* Your assignment
Reproduce the college athletics column from the words "Why indeed? Because" through the words "and television cameras.", switching "pickup basketball" to "playground basketball".

* Text shown
[Start of Attachment]

ROANOKE TIMES

                         Roanoke Times
                 Copyright (c) 1995, Landmark Communications, Inc.

DATE: WEDNESDAY, March 7, 1990                   TAG: 9003071450
SECTION: SPORTS                    PAGE: B-2   EDITION: METRO 
SOURCE: dave anderson
DATELINE: NEW YORK                                 LENGTH: Medium


THIS ISN'T THE WAY COLLEGE ATHLETICS IS SUPPOSED TO BE

It's known as March Madness, the best of college basketball.

But as this March begins, it's the worst. Especially for those who understand what, idealistically, college basketball and college sports are supposed to be: Serious students taking serious courses pursuing serious degrees while representing their colleges in athletics.

Idealistically, of course, is a forgotten word at too many institutions of lesser learning. At those colleges, educational values is an airball.

Shoot the jumper. Hail the coach despite the stench that surrounds him. Blame the National Collegiate Athletic Association sleuths for having the audacity to look under rocks. Above all, don't ask questions.

But what happened with Hank Gathers, North Carolina State and the University of Maryland demands questions.

Hank Gathers, a rugged 6-foot-7 center at Loyola Marymount projected as a first-round National Basketball Association choice, is dead after collapsing Sunday while running upcourt.

After he fainted during a Dec. 9 game, a cardiac arrhythmia, an irregular heartbeat, was "noted, treated and monitored on a regular basis," said Dr. Vernon Hitori, his personal physician.

When medication reduced Gathers's effectiveness, he reportedly requested a reduction in his medication. Pending an autopsy, the cause of his death was called "uncertain" by Hitori.

Why was Gathers's medication reduced? So that Loyola Marymount would win games, especially in the NCAA Tournament? So that Gathers would be chosen earlier in the NBA draft?

North Carolina State, meanwhile, is on the hook for a buyout of at least $500,000 in negotiating a settlement of coach Jim Valvano's contract amid allegations of player point-shaving in other seasons.

Charles Shackleford, now with the New Jersey Nets, denies shaving points, but he has acknowledged having borrowed and repaid $65,000 from two benefactors, one of whom is reported to be a sports gambler.

Why doesn't N.C. State accuse Valvano of breaching his contract because of various violations that put the Wolfpack on probation long before the point-shaving allegations? Why is N.C. State groveling to settle when Valvano should be glad to settle?

And now the University of Maryland, supposedly cleansed after Len Bias' cocaine-related death nearly four years ago, has been put on probation for three years for 18 rules violations during coach Bob Wade's tenure.

What translates to a loss of $3 million in tournament and television money has been termed "too severe" by the university's president, William Kerwin.

But why didn't Maryland learn from the mistakes that provoked Lefty Driesell's dismissal as coach after Bias' death? Why did it tolerate the new violations?

Why indeed? Because at too many institutions of lesser learning, it's not college basketball. It's pickup basketball in clean uniforms and clean arenas with high-priced tickets and television cameras.

It should be known as campus pro basketball. Calling it college basketball is a contradiction in terms, a violation of truth in advertising.

Just as Bias' death stirred promises of reform, Gathers's death will stir promises. Mostly promises made to be broken.

[End of Attachment]

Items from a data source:
[Start of Attachment]

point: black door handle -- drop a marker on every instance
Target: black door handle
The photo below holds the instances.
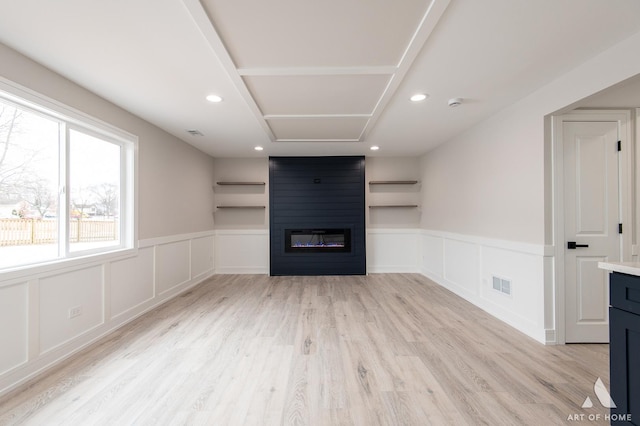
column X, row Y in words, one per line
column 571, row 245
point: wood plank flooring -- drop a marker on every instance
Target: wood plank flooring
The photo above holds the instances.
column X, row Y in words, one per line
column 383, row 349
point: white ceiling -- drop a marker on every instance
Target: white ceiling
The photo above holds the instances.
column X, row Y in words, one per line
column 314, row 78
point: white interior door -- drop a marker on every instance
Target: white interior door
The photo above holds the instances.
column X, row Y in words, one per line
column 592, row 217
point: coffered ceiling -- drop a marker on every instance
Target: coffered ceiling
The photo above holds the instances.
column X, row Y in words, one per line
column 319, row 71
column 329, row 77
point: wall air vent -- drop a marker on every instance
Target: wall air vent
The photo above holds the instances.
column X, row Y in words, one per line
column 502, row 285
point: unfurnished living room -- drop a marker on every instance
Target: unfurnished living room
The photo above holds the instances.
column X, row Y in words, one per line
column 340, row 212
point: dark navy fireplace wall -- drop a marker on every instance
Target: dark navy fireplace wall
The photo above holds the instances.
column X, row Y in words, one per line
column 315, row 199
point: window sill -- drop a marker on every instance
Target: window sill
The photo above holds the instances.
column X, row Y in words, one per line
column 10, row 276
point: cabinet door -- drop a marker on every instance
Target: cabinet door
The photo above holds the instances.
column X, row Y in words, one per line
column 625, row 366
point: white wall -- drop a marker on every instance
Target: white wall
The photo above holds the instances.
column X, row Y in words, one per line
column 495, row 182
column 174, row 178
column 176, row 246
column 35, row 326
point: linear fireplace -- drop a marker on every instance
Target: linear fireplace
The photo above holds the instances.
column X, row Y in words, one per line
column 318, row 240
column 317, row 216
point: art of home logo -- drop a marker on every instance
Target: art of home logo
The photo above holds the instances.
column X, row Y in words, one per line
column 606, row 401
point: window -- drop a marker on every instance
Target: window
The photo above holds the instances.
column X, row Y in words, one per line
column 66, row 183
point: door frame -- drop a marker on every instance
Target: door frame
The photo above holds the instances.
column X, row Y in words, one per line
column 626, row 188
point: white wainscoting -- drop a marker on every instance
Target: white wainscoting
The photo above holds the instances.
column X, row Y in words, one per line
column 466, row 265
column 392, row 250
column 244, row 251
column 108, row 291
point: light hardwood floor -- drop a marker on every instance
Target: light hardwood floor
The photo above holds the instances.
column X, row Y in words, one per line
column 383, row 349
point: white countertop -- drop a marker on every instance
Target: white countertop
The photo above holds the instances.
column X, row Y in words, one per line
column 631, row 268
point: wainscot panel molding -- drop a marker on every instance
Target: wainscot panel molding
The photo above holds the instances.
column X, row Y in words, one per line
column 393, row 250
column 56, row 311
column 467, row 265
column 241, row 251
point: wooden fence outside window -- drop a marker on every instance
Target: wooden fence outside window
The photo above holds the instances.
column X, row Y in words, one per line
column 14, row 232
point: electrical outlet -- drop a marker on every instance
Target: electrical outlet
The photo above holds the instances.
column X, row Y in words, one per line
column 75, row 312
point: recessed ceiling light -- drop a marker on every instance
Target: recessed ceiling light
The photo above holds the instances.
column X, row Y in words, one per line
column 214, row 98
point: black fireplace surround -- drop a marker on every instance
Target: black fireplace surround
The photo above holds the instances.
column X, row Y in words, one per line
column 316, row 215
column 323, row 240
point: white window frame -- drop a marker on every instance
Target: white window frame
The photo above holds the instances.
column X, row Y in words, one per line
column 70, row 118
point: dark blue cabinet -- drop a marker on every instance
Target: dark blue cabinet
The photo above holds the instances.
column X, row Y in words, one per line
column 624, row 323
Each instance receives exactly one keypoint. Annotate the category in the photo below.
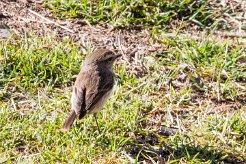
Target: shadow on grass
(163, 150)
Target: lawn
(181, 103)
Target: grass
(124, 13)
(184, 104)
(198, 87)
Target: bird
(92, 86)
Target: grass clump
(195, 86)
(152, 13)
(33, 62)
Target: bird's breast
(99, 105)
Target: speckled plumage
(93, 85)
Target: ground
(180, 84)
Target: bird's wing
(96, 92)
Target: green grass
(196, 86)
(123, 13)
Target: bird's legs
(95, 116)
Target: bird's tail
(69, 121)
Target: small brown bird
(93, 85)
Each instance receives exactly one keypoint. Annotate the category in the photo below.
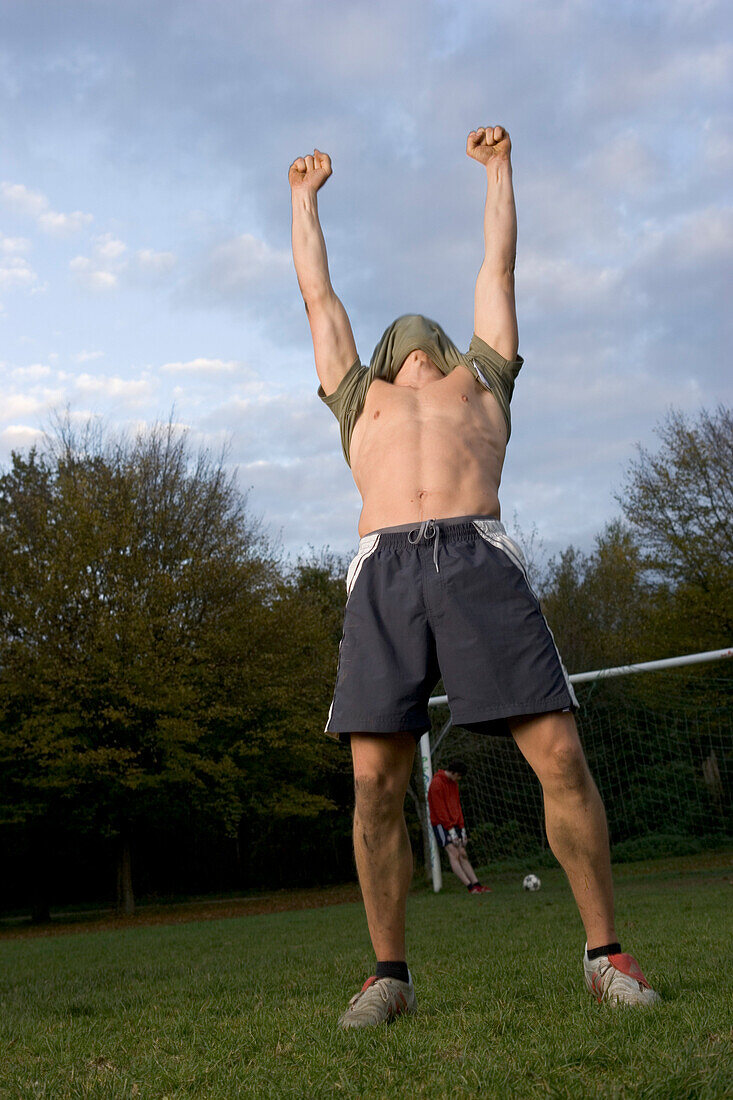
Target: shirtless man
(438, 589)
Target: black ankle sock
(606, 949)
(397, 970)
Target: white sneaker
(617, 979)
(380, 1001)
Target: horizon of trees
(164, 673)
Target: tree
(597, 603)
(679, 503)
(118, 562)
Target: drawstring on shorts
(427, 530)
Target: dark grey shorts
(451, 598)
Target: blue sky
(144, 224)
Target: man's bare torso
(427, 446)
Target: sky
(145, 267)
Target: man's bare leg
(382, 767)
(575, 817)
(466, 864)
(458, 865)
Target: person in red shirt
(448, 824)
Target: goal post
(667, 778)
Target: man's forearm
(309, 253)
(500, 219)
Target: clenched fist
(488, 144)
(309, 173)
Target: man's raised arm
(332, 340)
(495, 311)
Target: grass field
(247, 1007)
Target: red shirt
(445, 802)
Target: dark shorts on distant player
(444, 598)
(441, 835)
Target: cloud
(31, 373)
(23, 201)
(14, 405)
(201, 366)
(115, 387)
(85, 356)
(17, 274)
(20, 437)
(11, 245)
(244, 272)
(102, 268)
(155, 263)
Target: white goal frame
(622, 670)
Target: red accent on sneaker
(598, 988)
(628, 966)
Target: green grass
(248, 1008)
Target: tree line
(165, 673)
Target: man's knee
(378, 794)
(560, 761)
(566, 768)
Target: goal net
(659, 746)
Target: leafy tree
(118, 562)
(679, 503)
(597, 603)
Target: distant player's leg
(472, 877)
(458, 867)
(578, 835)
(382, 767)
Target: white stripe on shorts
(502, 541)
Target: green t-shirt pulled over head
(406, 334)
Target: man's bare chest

[End of Attachment]

* Solution to this task
Why indeed? Because at too many institutions of lesser learning, it's not college basketball. It's playground basketball in clean uniforms and clean arenas with high-priced tickets and television cameras.